At an earlier Ag Service Board meeting this month, they recommended to M.D. council to acquire a PPAA membership.

One of the bigger pieces of the puzzle the M.D. had been working on was sending a staff member and a councillor to the Bridge2Food Summit in France held last month, which revolved around plant proteins.

After getting back to the M.D. from the summit, those in attendance have reported back a big success in attending the event, especially since the next Bridge2Food summit will be in Calgary next spring.

“There was a lot of people who heard about this conference and wished they could have gone (to the France summit) and I think there are a lot of producers in the area who will join up to the one in Calgary. If they knew they could buy a membership and become a member of the PPAA, they would,” said Coun. John Turcato, who attended the France event. “This is a real benefit to the M.D.”

Joining Turcato in France was the M.D.’s director of planning and economic development, Kirk Hughes, and the two had plenty of opportunities to speak to various organizations in the protein world.

While plant protein was a major focus at the event, Turcato says many types of protein were looked at.

“The most amazing part of the conference for me was seeing how many proteins they’re using. You name it and they are using it. There doesn’t seem to be any end, anything that has protein, they are trying to extract it,” he explained.

In trying to bring that industry further over into Alberta, the PPAA is hoping to continue their growth as well.

Though they are looking for more memberships, Brewin says it is not their focus to become dependent on the government.

“Two messages, first is PPAA does not want to become a government sponsor group. We are under the feeling that if we can’t get up and get industry and grower support on this, then we probably aren’t doing our job. Initially, we are going to have to get some seed money. Two is, it is not an us or them when it comes to animal protein. I really believe that we can become the protein provider and I don’t think it matters if it is animal, plant or what that is. I think we work in cooperation with the plant protein, in fact, we could probably use some of the by-products from the plant proteins to feed the animals,” he said.

· · ·

**What is being asked**
Revise the piece on the Bridge2Food summit, beginning at the words "After getting back" and stopping after "were looked at.", so that "Calgary" is replaced with "Edmonton".

**Data below**
· · ·

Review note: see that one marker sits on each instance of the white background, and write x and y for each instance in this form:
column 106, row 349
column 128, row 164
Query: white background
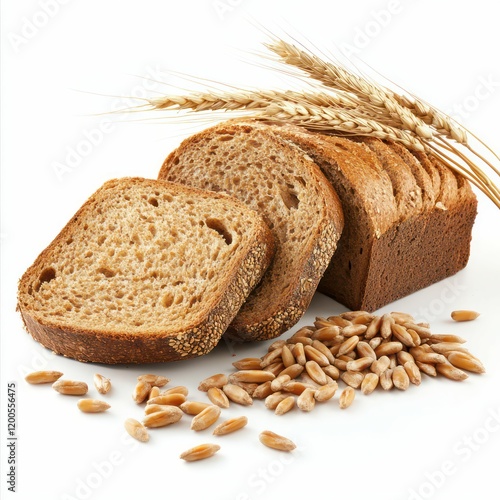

· · ·

**Your response**
After getting back to the M.D. from the summit, those in attendance have reported back a big success in attending the event, especially since the next Bridge2Food summit will be in Edmonton next spring.

“There was a lot of people who heard about this conference and wished they could have gone (to the France summit) and I think there are a lot of producers in the area who will join up to the one in Edmonton. If they knew they could buy a membership and become a member of the PPAA, they would,” said Coun. John Turcato, who attended the France event. “This is a real benefit to the M.D.”

Joining Turcato in France was the M.D.’s director of planning and economic development, Kirk Hughes, and the two had plenty of opportunities to speak to various organizations in the protein world.

While plant protein was a major focus at the event, Turcato says many types of protein were looked at.